Selected excerpt -
□ □ □

On 20 May 2015, Wooga launched Crazy Kings (developed by TicBits). On 6 October 2016, Wooga launched Bubble Island 2. As of July 2018, the company employs 200 people.

In December 2018, Wooga was acquired for more than $200 million by Israeli gaming company Playtika.
The COVID-19 pandemic, which boosted the entire industry, also boosted business at Wooga. The mystery hidden object game June's Journey turned over $500 million by mid-2022 since its launch.

In March 2020, Nai Chang replaced the previous CEO Jens Begemann. In the same year, Wooga employed 250+ people. Since Playtika Holding Corporation's IPO on the US stock exchange Nasdaq in January 2021, Wooga GmbH has been part of a listed company. In December 2024, Dennis Korf joined Wooga as Nai Chang's Successor and is the current Managing Director of Wooga. https://www.pocketgamer.biz/february-2025-mobile-movers-and-shakers/

=== Funding ===
In May 2011, Wooga raised $24 million in venture capital. The largest backers were the US investor Highland Capital Partners and the German publishing group Georg von Holtzbrinck. Holtzbrinck and Balderton Capital had already invested €4.4 million in venture capital in November 2009. Although all of Wooga's games are free-to-play games, whose basic game content can be used free of charge, Wooga generates revenue via paid elements and in-app purchases. In total, six games contributed to revenue in 2020 and total revenue increased by 56 percent to €128.18 million compared to 2019.

□ □ □

Excerpted records -
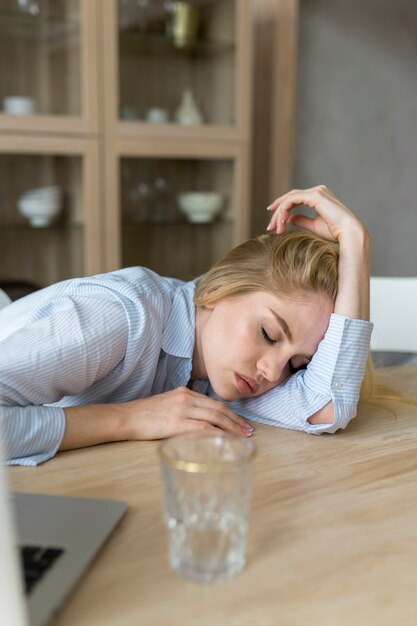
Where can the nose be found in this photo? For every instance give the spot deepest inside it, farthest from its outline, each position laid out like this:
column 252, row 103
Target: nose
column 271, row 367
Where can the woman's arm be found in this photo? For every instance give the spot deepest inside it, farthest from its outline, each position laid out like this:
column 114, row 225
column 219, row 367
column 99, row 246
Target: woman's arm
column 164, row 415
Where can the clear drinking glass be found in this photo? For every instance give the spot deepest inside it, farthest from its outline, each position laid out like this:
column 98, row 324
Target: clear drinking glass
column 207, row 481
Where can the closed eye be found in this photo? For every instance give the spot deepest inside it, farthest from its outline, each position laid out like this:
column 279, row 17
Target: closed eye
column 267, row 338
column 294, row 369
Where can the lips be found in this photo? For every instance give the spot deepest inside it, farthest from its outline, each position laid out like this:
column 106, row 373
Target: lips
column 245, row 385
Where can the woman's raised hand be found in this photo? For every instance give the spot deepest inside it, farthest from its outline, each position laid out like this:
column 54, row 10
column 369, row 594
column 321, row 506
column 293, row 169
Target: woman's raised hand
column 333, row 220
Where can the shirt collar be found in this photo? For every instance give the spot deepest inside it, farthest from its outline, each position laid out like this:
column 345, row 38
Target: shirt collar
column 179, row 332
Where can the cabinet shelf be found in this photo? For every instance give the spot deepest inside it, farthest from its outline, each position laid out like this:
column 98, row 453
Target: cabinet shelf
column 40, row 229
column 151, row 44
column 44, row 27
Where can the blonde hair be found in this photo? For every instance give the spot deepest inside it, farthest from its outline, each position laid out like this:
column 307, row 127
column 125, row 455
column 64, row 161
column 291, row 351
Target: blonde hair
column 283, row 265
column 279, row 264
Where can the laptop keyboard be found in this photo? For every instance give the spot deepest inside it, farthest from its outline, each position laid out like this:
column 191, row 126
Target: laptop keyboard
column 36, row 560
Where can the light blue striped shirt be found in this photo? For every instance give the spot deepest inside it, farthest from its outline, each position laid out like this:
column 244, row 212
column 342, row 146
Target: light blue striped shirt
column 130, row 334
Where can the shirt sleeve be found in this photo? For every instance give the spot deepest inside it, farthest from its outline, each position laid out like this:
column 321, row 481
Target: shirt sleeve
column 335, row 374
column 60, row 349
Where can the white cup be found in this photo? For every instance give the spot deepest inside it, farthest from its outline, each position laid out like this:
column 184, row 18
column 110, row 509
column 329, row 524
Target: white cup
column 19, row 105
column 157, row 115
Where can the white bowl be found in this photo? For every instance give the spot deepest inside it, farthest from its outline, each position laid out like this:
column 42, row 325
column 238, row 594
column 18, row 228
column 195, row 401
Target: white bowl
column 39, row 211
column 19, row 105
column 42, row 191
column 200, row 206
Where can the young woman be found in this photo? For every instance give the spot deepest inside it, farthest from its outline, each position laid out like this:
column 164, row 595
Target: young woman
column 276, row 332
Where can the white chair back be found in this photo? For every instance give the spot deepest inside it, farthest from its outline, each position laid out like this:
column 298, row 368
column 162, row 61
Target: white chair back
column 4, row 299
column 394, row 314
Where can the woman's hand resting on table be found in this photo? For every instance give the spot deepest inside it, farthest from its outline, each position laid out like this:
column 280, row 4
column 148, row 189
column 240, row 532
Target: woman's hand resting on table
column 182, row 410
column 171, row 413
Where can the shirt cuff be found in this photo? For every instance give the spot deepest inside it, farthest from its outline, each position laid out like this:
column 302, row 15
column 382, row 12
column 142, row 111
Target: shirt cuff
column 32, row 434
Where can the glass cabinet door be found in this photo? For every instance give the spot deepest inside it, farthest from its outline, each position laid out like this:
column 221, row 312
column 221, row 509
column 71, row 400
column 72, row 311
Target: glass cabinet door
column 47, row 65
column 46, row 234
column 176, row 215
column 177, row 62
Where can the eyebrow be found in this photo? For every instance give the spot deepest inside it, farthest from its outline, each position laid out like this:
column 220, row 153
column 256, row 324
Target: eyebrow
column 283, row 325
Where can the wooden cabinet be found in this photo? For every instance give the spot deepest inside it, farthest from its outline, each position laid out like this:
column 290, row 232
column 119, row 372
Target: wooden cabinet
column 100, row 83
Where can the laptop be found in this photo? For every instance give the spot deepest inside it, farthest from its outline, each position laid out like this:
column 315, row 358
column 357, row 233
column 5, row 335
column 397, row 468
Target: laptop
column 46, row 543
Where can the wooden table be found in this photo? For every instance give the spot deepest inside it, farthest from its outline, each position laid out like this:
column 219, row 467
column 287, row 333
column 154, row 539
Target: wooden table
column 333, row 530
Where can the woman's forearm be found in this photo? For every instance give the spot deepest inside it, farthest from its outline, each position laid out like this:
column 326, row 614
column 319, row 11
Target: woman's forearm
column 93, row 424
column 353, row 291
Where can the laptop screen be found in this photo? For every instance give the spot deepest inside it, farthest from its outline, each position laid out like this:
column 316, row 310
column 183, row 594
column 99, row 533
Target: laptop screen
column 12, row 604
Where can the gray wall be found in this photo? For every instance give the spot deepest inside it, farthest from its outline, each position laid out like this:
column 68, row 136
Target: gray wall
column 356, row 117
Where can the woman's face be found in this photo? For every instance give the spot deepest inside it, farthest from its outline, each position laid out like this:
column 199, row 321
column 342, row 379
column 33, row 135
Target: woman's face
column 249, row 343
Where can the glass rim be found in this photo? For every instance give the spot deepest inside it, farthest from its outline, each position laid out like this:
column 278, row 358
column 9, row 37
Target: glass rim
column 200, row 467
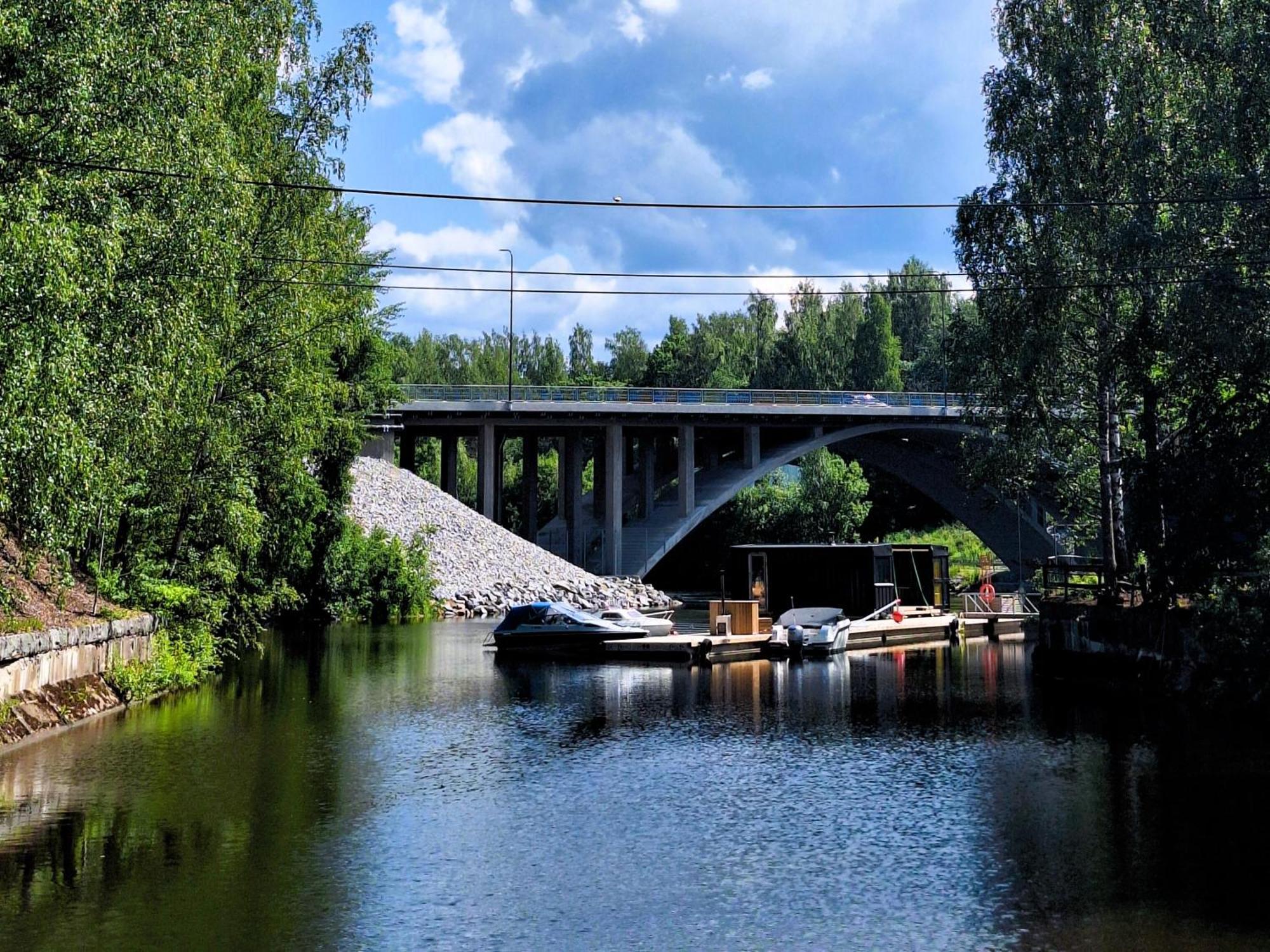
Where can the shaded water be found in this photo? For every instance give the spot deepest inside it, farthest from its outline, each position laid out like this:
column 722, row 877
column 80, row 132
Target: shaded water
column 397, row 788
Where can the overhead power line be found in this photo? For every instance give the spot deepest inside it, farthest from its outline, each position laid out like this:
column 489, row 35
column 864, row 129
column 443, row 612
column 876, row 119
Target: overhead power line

□ □ □

What is being asked -
Copy the part of the Wooga text starting with "In December 2018, Wooga" and going on through "since its launch.", and switch "mystery hidden object game" to "detective puzzle game". Rely only on the Wooga text for what follows.

Solution below -
In December 2018, Wooga was acquired for more than $200 million by Israeli gaming company Playtika.
The COVID-19 pandemic, which boosted the entire industry, also boosted business at Wooga. The detective puzzle game June's Journey turned over $500 million by mid-2022 since its launch.